Instruction: Set out all the entries below as a numbered list, omitting any blank lines.

--- Material ---

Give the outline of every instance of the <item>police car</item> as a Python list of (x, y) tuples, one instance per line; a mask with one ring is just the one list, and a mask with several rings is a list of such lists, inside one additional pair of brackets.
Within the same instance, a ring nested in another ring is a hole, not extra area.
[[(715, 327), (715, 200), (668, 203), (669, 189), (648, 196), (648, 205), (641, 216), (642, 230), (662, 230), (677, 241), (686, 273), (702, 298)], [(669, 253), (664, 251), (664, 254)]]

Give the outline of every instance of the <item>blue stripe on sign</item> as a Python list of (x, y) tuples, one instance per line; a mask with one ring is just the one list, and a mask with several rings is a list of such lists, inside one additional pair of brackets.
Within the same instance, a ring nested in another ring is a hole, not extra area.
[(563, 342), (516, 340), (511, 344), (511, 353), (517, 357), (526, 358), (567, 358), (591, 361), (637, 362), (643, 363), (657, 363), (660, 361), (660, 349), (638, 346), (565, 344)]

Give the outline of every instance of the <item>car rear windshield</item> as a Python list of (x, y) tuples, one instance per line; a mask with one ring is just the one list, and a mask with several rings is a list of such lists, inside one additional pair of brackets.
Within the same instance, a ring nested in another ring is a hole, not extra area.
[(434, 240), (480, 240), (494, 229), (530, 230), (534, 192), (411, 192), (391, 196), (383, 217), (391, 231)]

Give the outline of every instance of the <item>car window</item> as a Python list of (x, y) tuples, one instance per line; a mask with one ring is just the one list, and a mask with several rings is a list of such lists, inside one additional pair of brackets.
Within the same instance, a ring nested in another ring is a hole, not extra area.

---

Task result:
1. Give the outline of every instance of the <item>police car</item> as a Python list of (x, y) tuples, one instance per line; a mask with one ring is just the one list, and a mask with several rings is a list of such lists, inside one additional pair of brackets.
2. Within the same instance, a ring nested in another ring is a hole, not extra area.
3. [[(715, 327), (715, 200), (668, 203), (669, 189), (648, 196), (648, 205), (641, 216), (642, 230), (662, 230), (677, 241), (686, 273), (702, 298)], [(669, 253), (664, 251), (664, 254)]]
4. Give the outline of every instance of the <item>blue stripe on sign</item> as a Python list of (x, y) tuples, one instance per line; a mask with one ring is just the one list, and a mask with several rings is a list of such lists, inside one additional pair of brackets.
5. Within the same instance, a ring nested in another ring is a hole, not extra area.
6. [(563, 342), (516, 340), (511, 344), (511, 353), (517, 357), (526, 358), (567, 358), (591, 361), (637, 362), (643, 363), (657, 363), (660, 361), (660, 349), (638, 346), (565, 344)]
7. Give the outline of every instance of the <item>car rear windshield</item> as a Python list of (x, y) tuples, one instance per line; a mask with one ring is just the one list, and a mask with several rings is a list of such lists, inside one additional pair of brackets.
8. Within the same instance, a ring nested in another ring is a hole, not extra area.
9. [(434, 240), (480, 240), (494, 229), (530, 230), (534, 192), (411, 192), (391, 196), (383, 217), (391, 231)]
10. Give the outline of every instance of the <item>car window</item> as a Python list of (x, y) tuples, one instance per line; a mask with one ring is just the one list, and a mask with several rings is a list of such lists, inside one additional pair of brackets.
11. Within the same instance, a ring nested in another ring is a hole, not extra area.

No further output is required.